MATERIAL SHOWN:
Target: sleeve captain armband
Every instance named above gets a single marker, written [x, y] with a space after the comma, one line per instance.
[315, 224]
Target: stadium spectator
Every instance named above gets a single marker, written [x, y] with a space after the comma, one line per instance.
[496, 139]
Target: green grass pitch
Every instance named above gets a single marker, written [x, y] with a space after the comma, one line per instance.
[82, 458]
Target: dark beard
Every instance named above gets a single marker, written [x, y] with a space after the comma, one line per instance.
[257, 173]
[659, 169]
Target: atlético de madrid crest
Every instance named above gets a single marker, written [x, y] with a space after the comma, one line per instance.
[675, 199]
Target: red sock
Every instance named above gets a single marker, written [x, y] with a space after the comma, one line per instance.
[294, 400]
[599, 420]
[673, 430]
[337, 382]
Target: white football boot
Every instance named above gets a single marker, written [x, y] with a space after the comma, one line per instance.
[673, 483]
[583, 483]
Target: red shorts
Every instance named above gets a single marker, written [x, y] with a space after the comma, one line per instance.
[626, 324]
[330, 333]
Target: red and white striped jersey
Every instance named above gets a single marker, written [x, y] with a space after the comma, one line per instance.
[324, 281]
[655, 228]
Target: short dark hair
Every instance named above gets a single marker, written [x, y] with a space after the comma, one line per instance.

OBJECTIVE: Reproduce all of the material above line by line, requests included, and shift each x and y coordinate in the answers by adding -135 to it. Leave the requests and their format sample unchanged.

CORRECT OUTPUT:
Target: sleeve captain armband
Every instance named above gets a single marker, written [x, y] with a space after the comma, one line per instance.
[180, 89]
Target: stadium spectator
Every instance named above gets a single marker, written [x, y] with a space after the comma, one line per instance.
[361, 4]
Target: green grass pitch
Every instance named above gets a single marker, written [x, y] with a space after the comma, one line per instance.
[-53, 323]
Target: dark beard
Every instance named above gets a single marker, written [x, y] with a space after the comma, one line per instance.
[122, 38]
[524, 34]
Target: atlético de madrid crest
Every instance named above gets a single marker, written [x, y] with a space after the comma, one line per instance.
[540, 64]
Target: red sock
Every instance named above gets a single marker, written [x, y] with a space after the comma, one line per instance.
[159, 265]
[464, 285]
[538, 295]
[202, 247]
Target: white football boot
Every instance named above gets a single marker, written [x, y] with a space after the comma, one line per instance.
[538, 348]
[448, 348]
Target: red shorts
Every instance named above gets a single marker, written [x, y] with a space after the comma, one line per instance.
[491, 189]
[195, 198]
Target: red and white striped jersey
Every instance named above gets a single marker, written [x, y] with a space after the comma, one line per instance.
[189, 146]
[520, 93]
Target: short dark hair
Every instance named above gets a single marker, written [x, y] with a space after the comma, one line per instance.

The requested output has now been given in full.